[Stored data]
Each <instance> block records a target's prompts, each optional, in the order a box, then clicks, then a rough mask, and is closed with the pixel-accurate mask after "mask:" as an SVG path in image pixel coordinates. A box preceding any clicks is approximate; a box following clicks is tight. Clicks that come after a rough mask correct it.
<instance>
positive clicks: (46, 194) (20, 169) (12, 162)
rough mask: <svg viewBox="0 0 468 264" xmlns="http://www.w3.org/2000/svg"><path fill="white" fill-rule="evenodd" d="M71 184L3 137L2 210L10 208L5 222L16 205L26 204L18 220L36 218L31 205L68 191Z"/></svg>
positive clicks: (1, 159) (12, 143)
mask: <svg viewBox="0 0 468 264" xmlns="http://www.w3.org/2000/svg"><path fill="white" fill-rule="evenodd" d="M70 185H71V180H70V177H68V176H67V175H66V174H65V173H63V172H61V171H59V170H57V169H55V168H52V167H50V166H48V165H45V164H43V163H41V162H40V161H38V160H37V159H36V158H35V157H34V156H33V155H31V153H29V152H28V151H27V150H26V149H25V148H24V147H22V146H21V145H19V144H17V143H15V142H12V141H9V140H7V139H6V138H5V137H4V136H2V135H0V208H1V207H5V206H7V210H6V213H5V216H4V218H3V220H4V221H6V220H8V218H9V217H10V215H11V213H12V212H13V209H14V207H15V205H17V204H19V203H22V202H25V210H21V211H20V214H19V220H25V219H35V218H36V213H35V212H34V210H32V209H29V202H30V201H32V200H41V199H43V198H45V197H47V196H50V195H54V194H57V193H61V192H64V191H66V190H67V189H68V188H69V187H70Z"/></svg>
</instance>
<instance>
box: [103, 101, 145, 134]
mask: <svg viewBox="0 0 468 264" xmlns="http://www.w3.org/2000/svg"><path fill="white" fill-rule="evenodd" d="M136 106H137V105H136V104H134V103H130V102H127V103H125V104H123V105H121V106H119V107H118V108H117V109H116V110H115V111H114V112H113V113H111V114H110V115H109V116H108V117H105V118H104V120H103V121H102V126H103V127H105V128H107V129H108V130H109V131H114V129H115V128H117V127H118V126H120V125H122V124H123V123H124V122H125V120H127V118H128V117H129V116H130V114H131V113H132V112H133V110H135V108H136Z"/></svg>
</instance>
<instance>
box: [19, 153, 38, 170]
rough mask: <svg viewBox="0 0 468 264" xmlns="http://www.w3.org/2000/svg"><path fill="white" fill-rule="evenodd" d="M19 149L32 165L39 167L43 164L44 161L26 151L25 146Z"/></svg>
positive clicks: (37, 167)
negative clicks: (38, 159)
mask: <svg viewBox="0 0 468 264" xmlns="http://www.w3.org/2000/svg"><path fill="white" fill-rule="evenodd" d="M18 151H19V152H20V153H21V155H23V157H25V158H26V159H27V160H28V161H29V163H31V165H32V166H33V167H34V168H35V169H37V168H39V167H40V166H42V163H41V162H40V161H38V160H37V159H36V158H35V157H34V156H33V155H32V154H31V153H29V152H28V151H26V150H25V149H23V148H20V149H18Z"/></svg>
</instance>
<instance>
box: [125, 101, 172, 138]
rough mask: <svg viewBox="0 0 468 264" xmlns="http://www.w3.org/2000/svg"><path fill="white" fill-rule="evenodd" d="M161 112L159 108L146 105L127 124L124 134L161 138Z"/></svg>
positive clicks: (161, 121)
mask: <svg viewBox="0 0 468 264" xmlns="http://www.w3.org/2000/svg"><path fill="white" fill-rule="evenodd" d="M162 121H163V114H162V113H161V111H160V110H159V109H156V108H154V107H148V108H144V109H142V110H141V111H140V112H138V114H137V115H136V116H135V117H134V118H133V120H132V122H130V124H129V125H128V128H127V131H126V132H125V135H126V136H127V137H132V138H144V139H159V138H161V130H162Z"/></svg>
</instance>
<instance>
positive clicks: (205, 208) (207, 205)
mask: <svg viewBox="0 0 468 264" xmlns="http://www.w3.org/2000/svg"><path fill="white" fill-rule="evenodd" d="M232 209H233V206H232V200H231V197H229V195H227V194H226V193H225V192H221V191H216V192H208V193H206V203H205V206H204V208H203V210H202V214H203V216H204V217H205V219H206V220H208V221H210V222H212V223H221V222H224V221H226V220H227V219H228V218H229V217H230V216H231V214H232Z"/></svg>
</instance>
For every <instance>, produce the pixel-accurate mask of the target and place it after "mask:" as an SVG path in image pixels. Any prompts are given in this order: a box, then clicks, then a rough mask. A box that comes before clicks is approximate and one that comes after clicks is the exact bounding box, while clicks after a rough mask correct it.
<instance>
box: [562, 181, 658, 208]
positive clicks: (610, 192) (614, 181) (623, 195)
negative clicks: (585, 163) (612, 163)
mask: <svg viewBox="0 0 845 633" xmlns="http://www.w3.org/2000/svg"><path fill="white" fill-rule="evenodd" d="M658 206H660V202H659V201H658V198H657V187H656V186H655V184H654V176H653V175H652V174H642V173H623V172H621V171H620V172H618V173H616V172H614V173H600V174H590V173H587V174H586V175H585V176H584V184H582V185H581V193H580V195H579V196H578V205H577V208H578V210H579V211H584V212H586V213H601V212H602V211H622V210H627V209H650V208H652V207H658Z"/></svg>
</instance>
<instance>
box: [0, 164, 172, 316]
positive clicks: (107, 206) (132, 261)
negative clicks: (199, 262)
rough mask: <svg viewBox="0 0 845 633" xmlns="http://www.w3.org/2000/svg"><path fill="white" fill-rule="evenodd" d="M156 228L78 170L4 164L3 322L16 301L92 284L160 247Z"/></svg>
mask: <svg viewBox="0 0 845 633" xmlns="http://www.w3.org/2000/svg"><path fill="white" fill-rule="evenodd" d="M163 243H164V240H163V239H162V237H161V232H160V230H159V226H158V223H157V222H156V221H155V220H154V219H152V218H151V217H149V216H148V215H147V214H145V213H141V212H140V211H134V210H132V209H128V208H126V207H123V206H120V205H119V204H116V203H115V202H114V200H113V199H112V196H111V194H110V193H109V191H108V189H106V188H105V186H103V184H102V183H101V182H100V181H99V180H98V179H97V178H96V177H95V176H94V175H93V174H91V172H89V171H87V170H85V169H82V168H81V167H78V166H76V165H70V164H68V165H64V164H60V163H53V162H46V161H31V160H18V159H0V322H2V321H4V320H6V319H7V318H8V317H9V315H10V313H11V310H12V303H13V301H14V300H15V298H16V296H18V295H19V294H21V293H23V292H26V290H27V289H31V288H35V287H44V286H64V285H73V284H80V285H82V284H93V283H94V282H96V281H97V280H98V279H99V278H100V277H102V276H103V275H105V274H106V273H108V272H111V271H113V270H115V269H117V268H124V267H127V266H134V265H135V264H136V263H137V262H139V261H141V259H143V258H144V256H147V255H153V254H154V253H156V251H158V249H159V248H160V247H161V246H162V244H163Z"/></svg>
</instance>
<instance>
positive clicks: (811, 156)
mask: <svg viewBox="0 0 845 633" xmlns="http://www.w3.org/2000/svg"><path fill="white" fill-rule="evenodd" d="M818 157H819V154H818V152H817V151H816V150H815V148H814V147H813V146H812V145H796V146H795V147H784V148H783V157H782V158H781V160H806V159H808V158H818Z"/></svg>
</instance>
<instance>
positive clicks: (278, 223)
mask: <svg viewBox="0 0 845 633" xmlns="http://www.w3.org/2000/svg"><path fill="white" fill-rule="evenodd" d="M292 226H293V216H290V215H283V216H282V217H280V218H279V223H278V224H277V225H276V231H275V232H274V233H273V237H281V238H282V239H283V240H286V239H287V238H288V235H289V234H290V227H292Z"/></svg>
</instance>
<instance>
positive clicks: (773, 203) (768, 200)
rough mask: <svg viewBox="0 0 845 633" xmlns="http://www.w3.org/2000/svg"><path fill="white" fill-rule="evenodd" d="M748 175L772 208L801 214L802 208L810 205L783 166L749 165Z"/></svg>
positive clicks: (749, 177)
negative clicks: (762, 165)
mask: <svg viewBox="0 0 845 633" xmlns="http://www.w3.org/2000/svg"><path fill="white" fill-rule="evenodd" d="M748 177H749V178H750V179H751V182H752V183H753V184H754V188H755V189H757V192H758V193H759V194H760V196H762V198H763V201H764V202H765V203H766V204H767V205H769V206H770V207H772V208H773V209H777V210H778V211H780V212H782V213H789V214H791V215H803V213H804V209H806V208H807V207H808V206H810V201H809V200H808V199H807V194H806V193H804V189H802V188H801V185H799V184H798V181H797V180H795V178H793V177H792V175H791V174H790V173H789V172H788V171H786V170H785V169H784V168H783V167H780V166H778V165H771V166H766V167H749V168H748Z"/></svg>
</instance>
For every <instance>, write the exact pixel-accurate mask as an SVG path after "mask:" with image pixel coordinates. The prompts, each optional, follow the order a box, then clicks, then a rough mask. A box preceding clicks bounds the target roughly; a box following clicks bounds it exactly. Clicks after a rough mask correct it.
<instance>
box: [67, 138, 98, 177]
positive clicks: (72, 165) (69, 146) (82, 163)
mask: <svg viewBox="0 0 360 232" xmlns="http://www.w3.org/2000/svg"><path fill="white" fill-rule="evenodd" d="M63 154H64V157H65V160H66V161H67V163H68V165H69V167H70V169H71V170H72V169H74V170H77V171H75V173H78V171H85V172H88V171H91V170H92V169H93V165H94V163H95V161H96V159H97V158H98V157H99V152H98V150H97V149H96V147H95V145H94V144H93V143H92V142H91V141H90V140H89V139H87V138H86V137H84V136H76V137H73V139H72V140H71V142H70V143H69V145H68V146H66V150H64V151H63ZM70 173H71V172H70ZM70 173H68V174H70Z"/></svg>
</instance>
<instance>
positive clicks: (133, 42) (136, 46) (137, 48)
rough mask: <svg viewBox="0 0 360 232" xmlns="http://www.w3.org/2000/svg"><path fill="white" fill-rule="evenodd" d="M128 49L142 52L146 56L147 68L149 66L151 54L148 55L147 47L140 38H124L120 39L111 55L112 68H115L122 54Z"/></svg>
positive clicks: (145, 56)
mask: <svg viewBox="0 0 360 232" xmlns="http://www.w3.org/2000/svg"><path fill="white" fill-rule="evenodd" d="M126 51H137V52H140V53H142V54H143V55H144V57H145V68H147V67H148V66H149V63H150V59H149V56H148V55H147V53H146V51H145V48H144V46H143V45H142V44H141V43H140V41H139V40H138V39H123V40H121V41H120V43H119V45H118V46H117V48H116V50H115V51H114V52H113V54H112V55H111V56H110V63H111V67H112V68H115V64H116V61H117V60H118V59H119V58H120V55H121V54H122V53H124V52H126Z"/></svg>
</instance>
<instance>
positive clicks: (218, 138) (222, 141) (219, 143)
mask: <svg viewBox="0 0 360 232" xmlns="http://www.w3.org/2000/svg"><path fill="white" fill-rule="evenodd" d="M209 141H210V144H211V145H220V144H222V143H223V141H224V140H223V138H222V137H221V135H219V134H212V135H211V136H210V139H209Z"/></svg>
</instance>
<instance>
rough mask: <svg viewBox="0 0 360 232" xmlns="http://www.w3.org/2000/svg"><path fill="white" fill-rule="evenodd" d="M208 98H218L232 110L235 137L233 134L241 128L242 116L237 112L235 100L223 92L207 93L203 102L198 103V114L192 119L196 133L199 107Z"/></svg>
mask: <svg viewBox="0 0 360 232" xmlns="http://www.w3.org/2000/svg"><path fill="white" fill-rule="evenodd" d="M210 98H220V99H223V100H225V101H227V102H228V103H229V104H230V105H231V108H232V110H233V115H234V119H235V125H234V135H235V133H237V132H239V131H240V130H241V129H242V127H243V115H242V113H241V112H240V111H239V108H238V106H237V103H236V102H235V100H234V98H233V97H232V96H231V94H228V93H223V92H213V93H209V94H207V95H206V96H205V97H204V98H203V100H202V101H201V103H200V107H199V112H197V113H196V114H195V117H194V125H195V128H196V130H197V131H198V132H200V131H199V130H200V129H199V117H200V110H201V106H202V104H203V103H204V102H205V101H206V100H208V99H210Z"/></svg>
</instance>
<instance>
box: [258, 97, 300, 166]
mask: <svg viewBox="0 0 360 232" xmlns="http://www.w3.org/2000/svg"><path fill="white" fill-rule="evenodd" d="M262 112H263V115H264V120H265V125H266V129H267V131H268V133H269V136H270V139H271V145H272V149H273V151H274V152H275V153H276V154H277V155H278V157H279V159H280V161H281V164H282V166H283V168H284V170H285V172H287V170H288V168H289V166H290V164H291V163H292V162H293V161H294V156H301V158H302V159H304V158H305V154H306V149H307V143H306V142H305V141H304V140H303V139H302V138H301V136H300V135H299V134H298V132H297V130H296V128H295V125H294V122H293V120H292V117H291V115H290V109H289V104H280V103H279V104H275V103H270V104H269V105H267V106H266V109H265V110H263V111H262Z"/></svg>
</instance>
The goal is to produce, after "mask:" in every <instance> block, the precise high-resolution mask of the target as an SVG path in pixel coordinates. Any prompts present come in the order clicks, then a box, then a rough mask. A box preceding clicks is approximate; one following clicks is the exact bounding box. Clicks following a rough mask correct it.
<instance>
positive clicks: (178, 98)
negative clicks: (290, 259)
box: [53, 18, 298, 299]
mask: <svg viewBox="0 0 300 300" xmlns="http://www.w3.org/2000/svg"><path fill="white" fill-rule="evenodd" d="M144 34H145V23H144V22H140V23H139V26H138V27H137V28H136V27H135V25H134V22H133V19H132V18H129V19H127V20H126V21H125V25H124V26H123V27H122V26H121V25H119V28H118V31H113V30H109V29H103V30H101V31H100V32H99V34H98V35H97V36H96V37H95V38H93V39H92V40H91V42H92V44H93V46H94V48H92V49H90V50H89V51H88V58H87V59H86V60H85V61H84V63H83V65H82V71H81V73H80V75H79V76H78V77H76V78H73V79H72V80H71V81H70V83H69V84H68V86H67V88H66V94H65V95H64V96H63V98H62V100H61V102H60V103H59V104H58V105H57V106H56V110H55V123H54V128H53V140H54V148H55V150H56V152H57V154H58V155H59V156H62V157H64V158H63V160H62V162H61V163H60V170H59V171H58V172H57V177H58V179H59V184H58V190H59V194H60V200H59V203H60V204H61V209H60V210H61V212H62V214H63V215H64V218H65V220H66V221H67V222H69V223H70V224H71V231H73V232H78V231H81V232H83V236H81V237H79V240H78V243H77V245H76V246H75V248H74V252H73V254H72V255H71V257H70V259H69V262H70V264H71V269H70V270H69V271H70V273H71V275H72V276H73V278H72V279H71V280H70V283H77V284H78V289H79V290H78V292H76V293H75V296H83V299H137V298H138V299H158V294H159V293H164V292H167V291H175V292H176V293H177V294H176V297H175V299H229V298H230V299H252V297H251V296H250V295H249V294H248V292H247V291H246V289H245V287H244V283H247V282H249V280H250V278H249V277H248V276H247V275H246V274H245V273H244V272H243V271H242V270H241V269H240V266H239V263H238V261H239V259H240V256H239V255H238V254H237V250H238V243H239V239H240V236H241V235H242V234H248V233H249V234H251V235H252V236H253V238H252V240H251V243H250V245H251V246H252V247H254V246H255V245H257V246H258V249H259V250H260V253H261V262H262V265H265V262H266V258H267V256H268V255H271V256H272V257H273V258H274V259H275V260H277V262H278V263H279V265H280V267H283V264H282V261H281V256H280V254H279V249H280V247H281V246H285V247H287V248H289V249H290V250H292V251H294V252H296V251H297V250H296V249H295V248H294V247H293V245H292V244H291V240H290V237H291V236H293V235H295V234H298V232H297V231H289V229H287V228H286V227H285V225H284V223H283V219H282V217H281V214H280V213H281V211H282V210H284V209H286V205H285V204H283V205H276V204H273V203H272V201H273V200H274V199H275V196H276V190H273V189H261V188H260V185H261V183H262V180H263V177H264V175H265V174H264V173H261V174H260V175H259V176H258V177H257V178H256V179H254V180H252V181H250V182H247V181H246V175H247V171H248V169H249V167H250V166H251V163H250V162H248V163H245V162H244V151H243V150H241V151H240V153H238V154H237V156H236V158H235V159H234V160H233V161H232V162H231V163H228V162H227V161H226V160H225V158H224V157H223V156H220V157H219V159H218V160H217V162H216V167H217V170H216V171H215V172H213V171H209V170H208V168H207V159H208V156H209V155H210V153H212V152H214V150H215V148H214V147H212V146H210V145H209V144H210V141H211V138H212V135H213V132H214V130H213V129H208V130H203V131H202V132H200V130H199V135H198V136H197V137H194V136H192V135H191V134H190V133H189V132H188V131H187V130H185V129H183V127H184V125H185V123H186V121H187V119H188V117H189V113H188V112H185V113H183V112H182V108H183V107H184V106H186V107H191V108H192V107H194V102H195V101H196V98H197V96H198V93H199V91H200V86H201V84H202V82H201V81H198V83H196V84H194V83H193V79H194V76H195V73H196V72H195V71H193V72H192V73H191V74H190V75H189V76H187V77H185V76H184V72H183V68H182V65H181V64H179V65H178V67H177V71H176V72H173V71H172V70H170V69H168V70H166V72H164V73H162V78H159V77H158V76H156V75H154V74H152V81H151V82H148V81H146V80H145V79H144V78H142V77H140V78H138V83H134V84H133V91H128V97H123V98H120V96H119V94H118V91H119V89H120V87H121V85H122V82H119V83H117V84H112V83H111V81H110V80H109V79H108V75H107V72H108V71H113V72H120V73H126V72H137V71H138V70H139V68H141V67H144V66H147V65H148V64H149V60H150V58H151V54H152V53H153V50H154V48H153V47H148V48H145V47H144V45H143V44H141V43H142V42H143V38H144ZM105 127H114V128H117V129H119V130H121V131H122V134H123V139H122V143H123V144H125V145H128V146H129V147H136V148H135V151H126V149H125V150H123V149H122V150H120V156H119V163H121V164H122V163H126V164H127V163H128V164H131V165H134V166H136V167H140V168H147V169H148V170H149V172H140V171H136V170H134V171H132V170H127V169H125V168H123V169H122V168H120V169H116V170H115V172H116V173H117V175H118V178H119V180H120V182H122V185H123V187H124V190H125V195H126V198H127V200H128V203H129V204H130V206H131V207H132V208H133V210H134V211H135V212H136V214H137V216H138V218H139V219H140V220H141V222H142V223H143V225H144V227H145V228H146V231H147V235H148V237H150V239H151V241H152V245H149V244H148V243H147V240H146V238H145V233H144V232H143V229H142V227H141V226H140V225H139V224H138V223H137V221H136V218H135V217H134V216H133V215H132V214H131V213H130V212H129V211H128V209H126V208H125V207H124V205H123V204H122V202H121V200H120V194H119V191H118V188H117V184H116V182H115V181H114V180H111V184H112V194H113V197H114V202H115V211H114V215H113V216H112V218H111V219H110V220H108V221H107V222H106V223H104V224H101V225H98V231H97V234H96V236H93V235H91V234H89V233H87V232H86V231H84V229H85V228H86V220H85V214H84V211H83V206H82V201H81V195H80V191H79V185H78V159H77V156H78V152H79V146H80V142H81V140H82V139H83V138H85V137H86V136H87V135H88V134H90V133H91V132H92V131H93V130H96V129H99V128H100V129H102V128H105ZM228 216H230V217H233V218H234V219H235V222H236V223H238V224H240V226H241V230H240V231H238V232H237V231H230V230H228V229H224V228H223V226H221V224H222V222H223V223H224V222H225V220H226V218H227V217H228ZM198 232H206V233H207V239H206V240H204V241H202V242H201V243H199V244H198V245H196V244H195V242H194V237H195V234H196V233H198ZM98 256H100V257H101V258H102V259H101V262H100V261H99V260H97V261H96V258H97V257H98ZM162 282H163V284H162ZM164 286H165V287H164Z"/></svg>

* EXERCISE:
Nothing beyond the line that contains "positive clicks: (46, 194)" belongs in the answer; reproduce the entries exactly from their first line through it.

* TASK OUTPUT:
Each <instance> block records a target's prompts, each optional, in the order a box, then clicks, then a rough mask, and is closed with the pixel-accurate mask after "mask:" as an SVG path in image pixel coordinates. A box preceding any clicks is approximate; a box following clicks is tight. Clicks that come after a rough mask correct it.
<instance>
positive clicks: (46, 194) (20, 169) (12, 162)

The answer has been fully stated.